• Goal of the exercise: Reproduce all of the records exactly.

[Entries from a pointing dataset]
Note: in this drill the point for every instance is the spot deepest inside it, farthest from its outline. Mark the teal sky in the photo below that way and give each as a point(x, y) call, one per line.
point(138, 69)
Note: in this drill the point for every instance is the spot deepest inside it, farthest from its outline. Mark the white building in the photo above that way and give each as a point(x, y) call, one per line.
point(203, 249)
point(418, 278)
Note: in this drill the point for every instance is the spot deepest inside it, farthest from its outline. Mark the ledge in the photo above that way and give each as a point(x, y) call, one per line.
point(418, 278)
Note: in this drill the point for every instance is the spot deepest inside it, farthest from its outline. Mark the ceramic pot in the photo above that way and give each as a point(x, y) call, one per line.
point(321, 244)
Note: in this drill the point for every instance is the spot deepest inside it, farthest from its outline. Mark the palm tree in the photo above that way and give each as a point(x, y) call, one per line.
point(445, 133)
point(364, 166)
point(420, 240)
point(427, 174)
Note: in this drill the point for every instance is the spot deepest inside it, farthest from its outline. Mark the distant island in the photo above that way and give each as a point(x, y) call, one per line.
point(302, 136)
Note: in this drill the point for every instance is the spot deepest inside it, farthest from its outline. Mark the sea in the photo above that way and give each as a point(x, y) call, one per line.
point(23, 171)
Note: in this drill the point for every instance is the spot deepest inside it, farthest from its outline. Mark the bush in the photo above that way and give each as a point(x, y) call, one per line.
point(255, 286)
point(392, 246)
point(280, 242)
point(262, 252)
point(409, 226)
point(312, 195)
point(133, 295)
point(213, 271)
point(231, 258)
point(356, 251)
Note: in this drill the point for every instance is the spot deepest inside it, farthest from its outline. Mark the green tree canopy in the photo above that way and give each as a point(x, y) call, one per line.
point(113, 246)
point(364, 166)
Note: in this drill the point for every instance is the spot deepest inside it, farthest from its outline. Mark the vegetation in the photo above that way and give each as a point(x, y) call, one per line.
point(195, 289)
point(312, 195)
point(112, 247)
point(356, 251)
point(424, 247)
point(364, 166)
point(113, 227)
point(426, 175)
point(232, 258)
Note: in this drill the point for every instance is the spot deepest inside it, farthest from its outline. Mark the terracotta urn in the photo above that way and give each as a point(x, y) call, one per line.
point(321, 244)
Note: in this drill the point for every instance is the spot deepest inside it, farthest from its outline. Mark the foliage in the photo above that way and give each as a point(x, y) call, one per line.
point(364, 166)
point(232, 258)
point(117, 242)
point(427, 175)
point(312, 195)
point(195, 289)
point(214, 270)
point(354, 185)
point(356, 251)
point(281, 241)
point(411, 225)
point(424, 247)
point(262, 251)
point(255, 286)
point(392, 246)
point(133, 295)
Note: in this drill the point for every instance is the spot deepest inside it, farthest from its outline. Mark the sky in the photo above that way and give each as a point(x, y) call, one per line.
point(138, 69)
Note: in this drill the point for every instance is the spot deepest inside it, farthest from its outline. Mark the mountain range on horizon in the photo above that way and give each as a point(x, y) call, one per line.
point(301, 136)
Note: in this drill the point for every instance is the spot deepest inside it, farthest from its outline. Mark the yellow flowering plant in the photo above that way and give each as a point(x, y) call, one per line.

• Answer to this exercise:
Note: in this drill the point for every instance is the spot deepest inside it, farthest from its outline. Mark the teal sky in the photo below that way and give each as a point(x, y) call, one per line.
point(138, 69)
Note: in this drill the point for every instance is the spot deepest inside it, farthest from its outline. Mark the white building in the photo above that way and give each as a point(x, y) call, one per line.
point(203, 249)
point(418, 278)
Note: in this drill the point for every instance is the spot deepest inside it, farthest from its outline. Mark the ledge in the photo above that way and give each as a point(x, y) call, one per line.
point(418, 278)
Note: in this drill the point for every instance is the spot deepest inside it, farthest from its outline. Mark the ceramic pot in the photo above that way and give each as a point(x, y) call, one per line.
point(321, 244)
Note: in this drill the point for every instance is the spot deepest inside it, farthest from its outline. Mark the palm tree in the photo above that way and give each as a point(x, y) call, one per line.
point(445, 133)
point(364, 166)
point(420, 240)
point(427, 174)
Note: in this drill the point for every instance is the spot deepest inside it, farthest from its outline. Mark the distant island in the photo above that way and give each as a point(x, y) call, one per line.
point(302, 136)
Note: in this drill the point for every instance is the spot deepest inside it, farthest from its outline. Mark the sea in the photo above that way and give each as a point(x, y) call, one per line.
point(23, 171)
Note: in this drill the point for every instance is the spot deepest inside it, farthest from its outline. Mark the bush in the photo above that way and give each as a point(x, y) call, one per line.
point(255, 286)
point(392, 246)
point(280, 242)
point(262, 252)
point(409, 226)
point(312, 195)
point(133, 295)
point(213, 271)
point(231, 258)
point(356, 251)
Note: in this drill the point for every instance is the spot deepest inside it, farthest from its outline. Mark the green tree canopy in the photo above that way and give each as a point(x, y) call, one per line.
point(113, 246)
point(364, 166)
Note: in this drill the point for every instance is the spot deepest inside it, farthest from its outline. Mark the vegetation in the photo above that way and give each as a point(x, y) call, one per line.
point(195, 289)
point(312, 195)
point(112, 247)
point(356, 251)
point(424, 247)
point(364, 166)
point(113, 227)
point(426, 175)
point(232, 258)
Note: in this drill the point for every instance is the spot deepest inside it, farthest from its outline. Mark the terracotta urn in the photo above that way and give each as a point(x, y) call, one per line.
point(321, 244)
Note: in this drill the point for every instance is the spot deepest inside it, farthest from its outline. Mark the foliage in the photo above that way and give each as a point(x, y) call, one per line.
point(364, 166)
point(232, 258)
point(117, 242)
point(427, 175)
point(312, 195)
point(195, 289)
point(214, 270)
point(354, 185)
point(356, 251)
point(281, 241)
point(411, 225)
point(424, 247)
point(262, 251)
point(255, 286)
point(392, 246)
point(133, 295)
Note: in this drill the point for every instance is the spot deepest inside it, farthest from its outline. Mark the sky in the photo above that way and give each as a point(x, y) call, one per line.
point(138, 69)
Note: in this drill the point for every instance is the spot deepest inside it, farthest from its outline. Mark the mountain range on horizon in the photo above that way and give each as a point(x, y) call, one per line.
point(301, 136)
Note: in this drill the point for every instance is the spot deepest inside it, farthest from its outline. Mark the yellow flowering plant in the photo above that way and give each as a point(x, y) call, one per line.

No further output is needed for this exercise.